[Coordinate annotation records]
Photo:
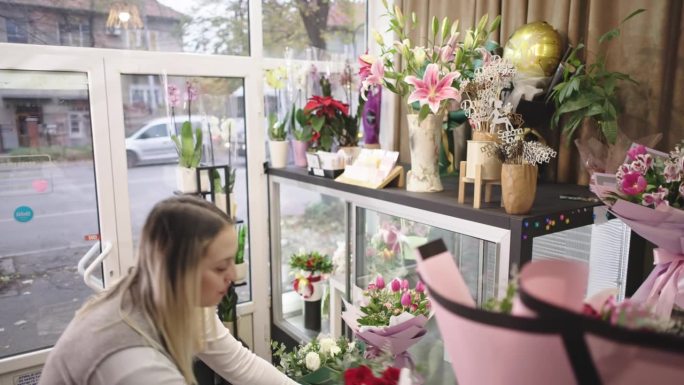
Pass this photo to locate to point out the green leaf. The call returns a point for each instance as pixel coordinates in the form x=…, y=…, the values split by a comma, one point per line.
x=317, y=122
x=424, y=111
x=445, y=29
x=609, y=129
x=610, y=35
x=574, y=105
x=435, y=28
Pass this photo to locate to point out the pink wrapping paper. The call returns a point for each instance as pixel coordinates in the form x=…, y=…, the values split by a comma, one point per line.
x=395, y=339
x=620, y=356
x=492, y=351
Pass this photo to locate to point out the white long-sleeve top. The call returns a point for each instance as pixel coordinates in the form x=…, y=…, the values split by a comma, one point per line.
x=223, y=354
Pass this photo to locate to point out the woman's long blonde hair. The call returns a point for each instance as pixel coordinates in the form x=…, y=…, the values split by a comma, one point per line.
x=165, y=284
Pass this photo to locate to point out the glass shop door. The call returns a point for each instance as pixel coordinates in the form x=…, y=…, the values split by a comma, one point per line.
x=56, y=201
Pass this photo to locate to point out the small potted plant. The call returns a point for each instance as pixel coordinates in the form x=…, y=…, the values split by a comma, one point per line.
x=241, y=266
x=311, y=270
x=519, y=152
x=189, y=145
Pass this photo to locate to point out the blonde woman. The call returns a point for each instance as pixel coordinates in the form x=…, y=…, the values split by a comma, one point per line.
x=148, y=327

▶ Task goal
Ignore the images and quote every line of the listing exactly.

▶ Output below
Photo:
Pass this photo to locate to point out the green leaf. The call returns a point for each instance as pixel coordinates in the form x=…, y=…, the values split by a comma, one point per line.
x=317, y=122
x=424, y=111
x=445, y=29
x=609, y=129
x=610, y=35
x=574, y=105
x=435, y=28
Pass this photo to locate to point out the pink wrapping paper. The call returns a point for each instance as pixel coordinates in the form x=…, y=…, the values split by a comma, one point per line.
x=395, y=339
x=620, y=356
x=492, y=351
Pass this photo to locate to point out the white long-sleeve top. The call returns a point for each instance as pixel coordinates in the form x=…, y=…, the values split by a comma, one point per line.
x=223, y=354
Pass this photo to locate to point out the woman's long blonde hair. The call returns a point for each instance as pixel coordinates in the form x=…, y=…, the values split by a comma, one point per line.
x=165, y=284
Pass this photo to locate to point out the glass shop door. The call returns a point for each instance as pixel coordinates in the form x=…, y=…, the values split by a comma, one point per line.
x=56, y=201
Pass this photo to locate to point out the small potted plant. The call returns a point for each instance as pixel coordinates in the form x=…, y=…, the values split by a comma, one point per line.
x=241, y=266
x=311, y=270
x=519, y=152
x=189, y=145
Pass this photo to locate to point out the blonde woman. The call returns a point for each instance as pixel coordinates in the form x=…, y=…, the values split by a comma, one point per line.
x=148, y=327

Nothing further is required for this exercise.